▶ **Written instruction**: Render every line of the material below as a Markdown table with the columns "Row" and "Line", numbering the rows and omitting blank lines. Leave the pictures out of the table.

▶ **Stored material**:
■ ■ ■ ■ ■ ■ ■

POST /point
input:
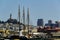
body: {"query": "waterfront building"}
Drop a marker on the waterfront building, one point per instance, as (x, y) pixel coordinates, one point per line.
(40, 22)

■ ■ ■ ■ ■ ■ ■

▶ **Solution below**:
| Row | Line |
|---|---|
| 1 | POST /point |
| 2 | input: |
| 3 | body: {"query": "waterfront building"} |
| 4 | Drop a marker on the waterfront building, one point per instance, as (x, y) pixel coordinates, one point per line. |
| 5 | (40, 22) |